### Extracted text
..........

About Value-Added And "Junk Science"
One can often hear opponents of value-added referring to these methods as “junk science." The term is meant to express the argument that value-added is unreliable and/or invalid, and that its scientific “façade” is without merit.
Now, I personally am not opposed to using these estimates in evaluations and other personnel policies, but I certainly understand opponents’ skepticism. For one thing, there are some states and districts in which design and implementation has been somewhat careless, and, in these situations, I very much share the skepticism. Moreover, the common argument that evaluations, in order to be "meaningful," must consist of value-added measures in a heavily-weighted role (e.g., 45-50 percent) is, in my view, unsupportable.
All that said, calling value-added “junk science” completely obscures the important issues. The real questions here are less about the merits of the models per se than how they're being used.
If value-added is “junk science” regardless of how it's employed, then a fairly large chunk of social scientific research is “junk science." If that’s your opinion, then okay – you’re entitled to it – but it’s not very compelling, at least in my (admittedly biased) view.

..........

### Exercise tasks
**1)** Revise the value-added article between "All that said, calling" and "(admittedly biased) view.", inclusive, changing "obscures" to "hides".
**2)** According to the value-added article, why does the author find the "junk science" label unpersuasive? Answer in one to three sentences.
**3)** Extend the value-added article past its final sentence.
The listing after this point comes from a separate, unrelated source.

### Data

..........

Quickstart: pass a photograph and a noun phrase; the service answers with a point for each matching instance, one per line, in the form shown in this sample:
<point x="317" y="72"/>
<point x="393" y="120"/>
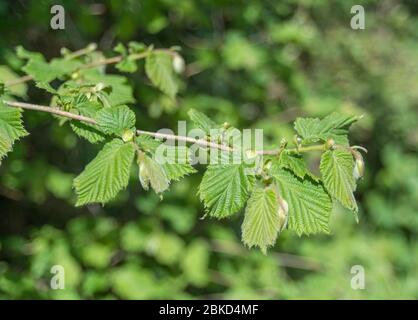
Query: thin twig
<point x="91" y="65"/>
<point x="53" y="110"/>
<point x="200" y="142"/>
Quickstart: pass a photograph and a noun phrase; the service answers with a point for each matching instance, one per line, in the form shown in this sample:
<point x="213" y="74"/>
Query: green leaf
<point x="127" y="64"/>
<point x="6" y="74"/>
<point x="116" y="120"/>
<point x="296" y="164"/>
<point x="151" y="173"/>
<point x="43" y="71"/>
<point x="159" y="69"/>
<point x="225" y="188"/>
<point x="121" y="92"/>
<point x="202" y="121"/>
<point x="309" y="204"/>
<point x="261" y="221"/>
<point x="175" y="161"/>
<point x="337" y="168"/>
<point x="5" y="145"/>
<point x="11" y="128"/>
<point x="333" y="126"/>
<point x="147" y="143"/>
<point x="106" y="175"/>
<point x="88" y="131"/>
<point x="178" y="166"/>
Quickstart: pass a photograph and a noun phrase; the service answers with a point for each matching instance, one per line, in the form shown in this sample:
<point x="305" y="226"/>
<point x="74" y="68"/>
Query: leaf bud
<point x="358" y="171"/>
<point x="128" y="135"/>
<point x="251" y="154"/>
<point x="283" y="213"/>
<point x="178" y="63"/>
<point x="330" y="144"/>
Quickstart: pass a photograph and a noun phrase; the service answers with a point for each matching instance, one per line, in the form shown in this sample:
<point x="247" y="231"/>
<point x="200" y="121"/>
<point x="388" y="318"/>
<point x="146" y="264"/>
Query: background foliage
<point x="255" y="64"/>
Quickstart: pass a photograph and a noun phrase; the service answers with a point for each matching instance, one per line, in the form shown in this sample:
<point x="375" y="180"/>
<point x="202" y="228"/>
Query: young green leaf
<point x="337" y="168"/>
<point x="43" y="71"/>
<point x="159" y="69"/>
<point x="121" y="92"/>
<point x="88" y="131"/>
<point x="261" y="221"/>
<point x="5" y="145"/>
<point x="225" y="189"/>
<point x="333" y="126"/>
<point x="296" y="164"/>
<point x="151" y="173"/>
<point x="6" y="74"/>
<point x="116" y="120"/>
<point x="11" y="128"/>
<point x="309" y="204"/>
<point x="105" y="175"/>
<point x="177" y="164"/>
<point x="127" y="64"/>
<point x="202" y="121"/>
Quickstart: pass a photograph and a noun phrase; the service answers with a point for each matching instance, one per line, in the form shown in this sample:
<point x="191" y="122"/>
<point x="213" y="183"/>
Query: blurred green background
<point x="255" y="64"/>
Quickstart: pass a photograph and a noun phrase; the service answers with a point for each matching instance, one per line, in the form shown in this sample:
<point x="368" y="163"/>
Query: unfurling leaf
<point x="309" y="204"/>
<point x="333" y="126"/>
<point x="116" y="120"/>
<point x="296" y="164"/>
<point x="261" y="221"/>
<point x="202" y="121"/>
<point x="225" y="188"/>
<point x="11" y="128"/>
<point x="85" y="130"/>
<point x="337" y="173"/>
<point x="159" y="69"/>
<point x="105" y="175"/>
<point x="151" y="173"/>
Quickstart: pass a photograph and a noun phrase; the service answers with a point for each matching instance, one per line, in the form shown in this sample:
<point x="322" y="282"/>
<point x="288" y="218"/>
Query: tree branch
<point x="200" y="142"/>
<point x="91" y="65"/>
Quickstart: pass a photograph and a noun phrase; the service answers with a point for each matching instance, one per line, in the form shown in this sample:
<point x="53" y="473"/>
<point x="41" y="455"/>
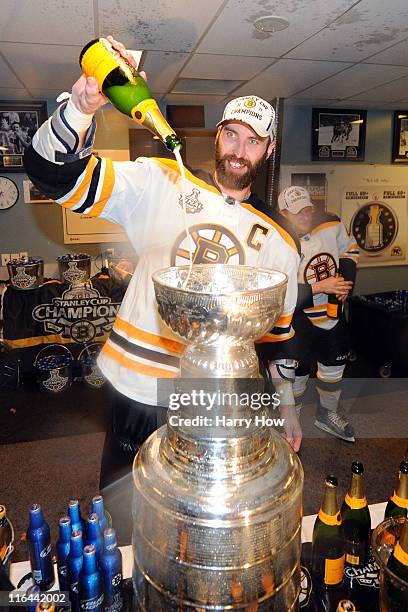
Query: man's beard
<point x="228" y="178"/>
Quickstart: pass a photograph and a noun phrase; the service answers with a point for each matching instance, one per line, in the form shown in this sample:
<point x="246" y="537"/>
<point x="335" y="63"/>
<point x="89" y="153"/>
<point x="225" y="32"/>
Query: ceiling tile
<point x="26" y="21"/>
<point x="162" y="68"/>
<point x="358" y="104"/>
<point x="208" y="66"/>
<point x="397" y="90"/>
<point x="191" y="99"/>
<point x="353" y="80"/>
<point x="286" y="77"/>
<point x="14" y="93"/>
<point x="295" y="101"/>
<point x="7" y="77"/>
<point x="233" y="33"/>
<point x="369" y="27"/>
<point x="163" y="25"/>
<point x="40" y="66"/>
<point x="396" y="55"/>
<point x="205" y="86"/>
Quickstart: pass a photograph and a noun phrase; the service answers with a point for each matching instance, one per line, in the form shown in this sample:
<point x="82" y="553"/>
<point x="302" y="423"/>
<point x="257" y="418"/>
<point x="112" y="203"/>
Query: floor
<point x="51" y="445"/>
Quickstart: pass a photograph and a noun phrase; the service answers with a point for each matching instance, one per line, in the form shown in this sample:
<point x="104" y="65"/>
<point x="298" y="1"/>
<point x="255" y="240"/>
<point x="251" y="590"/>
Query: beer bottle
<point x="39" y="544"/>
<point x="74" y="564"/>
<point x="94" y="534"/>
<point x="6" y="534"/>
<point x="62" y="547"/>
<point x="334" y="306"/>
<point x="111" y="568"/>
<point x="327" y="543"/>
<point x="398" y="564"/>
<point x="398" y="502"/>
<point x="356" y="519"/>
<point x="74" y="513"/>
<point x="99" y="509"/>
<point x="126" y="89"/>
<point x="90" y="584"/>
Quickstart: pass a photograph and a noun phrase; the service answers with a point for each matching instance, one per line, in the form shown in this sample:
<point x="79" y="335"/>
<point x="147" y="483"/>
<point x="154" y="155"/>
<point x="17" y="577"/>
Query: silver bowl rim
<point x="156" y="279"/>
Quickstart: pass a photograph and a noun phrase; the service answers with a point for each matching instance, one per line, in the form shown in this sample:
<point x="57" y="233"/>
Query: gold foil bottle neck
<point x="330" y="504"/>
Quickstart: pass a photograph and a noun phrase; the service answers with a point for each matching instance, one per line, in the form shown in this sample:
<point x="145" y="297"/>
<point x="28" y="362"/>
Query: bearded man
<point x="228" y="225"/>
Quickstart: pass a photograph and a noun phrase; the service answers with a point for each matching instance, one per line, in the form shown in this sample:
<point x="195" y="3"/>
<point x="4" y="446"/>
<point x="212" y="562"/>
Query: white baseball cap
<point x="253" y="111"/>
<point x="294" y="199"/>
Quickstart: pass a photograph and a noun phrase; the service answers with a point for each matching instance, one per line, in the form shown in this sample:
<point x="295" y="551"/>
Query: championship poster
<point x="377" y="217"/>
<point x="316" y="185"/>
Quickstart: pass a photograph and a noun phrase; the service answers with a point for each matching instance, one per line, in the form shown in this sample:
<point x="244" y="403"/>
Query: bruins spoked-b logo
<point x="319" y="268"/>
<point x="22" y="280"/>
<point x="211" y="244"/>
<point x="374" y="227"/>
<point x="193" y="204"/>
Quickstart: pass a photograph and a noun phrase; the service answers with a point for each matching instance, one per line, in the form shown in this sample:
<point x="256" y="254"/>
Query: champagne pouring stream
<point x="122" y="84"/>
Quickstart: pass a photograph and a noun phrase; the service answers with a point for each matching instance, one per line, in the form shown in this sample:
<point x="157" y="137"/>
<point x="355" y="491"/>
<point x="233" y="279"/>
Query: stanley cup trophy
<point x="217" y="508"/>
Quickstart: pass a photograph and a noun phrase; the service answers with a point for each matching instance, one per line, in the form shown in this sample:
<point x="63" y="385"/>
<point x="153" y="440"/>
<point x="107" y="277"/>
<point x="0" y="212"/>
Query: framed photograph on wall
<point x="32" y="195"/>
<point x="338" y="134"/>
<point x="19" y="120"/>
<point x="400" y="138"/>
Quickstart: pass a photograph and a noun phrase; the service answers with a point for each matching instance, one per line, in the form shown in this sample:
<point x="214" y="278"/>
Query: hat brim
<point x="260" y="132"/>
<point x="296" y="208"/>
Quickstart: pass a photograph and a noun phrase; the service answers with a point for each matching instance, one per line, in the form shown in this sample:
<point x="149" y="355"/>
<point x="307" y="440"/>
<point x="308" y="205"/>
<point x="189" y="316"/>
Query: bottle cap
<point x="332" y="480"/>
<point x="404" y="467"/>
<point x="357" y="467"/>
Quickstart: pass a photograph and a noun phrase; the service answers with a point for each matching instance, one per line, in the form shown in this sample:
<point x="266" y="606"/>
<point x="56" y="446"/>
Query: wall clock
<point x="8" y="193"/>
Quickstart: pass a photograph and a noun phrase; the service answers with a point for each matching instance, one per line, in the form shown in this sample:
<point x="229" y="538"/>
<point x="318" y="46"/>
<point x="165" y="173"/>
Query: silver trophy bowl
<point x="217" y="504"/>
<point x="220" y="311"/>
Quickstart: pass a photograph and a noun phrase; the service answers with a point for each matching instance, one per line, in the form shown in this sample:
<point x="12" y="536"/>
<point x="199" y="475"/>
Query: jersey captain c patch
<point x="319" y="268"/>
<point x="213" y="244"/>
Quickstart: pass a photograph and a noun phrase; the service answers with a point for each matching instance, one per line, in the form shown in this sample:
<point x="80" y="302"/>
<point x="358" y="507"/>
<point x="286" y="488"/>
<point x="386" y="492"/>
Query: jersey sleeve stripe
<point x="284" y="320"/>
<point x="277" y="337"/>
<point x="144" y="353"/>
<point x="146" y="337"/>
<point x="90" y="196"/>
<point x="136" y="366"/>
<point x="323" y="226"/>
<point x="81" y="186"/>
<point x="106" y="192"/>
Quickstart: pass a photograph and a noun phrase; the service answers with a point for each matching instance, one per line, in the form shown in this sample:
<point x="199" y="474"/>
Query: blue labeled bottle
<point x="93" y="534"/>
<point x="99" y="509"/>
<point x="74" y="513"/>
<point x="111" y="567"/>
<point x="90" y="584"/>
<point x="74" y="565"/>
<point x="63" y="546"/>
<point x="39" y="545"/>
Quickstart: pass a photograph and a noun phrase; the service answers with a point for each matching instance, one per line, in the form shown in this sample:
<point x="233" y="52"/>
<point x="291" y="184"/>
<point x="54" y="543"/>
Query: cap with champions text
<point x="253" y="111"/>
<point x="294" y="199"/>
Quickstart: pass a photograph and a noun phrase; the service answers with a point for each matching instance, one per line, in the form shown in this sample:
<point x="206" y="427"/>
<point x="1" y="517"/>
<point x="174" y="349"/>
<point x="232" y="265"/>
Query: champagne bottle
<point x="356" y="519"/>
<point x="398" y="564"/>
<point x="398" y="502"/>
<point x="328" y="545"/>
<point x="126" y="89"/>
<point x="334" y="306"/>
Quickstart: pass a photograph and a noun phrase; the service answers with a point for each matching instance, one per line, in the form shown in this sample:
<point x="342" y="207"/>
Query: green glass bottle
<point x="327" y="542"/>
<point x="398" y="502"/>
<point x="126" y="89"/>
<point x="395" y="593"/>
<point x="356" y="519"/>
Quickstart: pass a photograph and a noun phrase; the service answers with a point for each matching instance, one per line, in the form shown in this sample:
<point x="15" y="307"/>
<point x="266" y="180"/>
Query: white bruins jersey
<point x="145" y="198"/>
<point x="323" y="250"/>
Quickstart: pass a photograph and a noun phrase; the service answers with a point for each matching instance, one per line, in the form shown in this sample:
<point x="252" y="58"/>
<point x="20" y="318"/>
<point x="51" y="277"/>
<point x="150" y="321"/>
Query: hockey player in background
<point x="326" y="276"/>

..........

### Results of the tasks
**1)**
All that said, calling value-added “junk science” completely hides the important issues. The real questions here are less about the merits of the models per se than how they're being used.
If value-added is “junk science” regardless of how it's employed, then a fairly large chunk of social scientific research is “junk science." If that’s your opinion, then okay – you’re entitled to it – but it’s not very compelling, at least in my (admittedly biased) view.

**2)** The author argues that if value-added is junk science no matter how it is used, then a fairly large share of social scientific research would also have to count as junk science. The author adds that the real questions concern how the models are used rather than the models themselves.

**3)**
And those who hold this opinion will find that their options for using evidence to support their policy views are extremely limited. They should, for instance, cease citing the CREDO charter school study, which uses a somewhat similar approach – i.e., put simply, judging effectiveness by statistical comparison with schools serving similar students. In this sense, CREDO (and most of the charter school literature) must also be called “junk science."
Furthermore, what is the case against calling classroom observations “junk science” too? Even when done properly -- by well-trained observers observing multiple times throughout the year, observation scores also fluctuate over time and between raters, and they are subject to systematic bias (e.g., poorly-trained or vindictive principals).
You might believe that human judgment is a better way to assess performance than analyzing large-scale test score datasets, and you might be correct, but that's just an opinion, and it hardly means that all alternative measures are "junk" no matter their policy deployment.
It's also important to bear in mind the obvious fact that value-added has a wide range of research-related uses outside of high-stakes personnel decisions (including program evaluation). In fact, many of the conclusions from this literature are things with which few teachers would disagree - e.g., teachers vary widely in their measured performance, they improve a great deal during their first few years, etc.
In short, value-added models are what they are – sophisticated but imperfect tools that must be used properly. We can and should disagree about their proper uses, but calling the models "junk science" adds almost nothing of substance to that debate.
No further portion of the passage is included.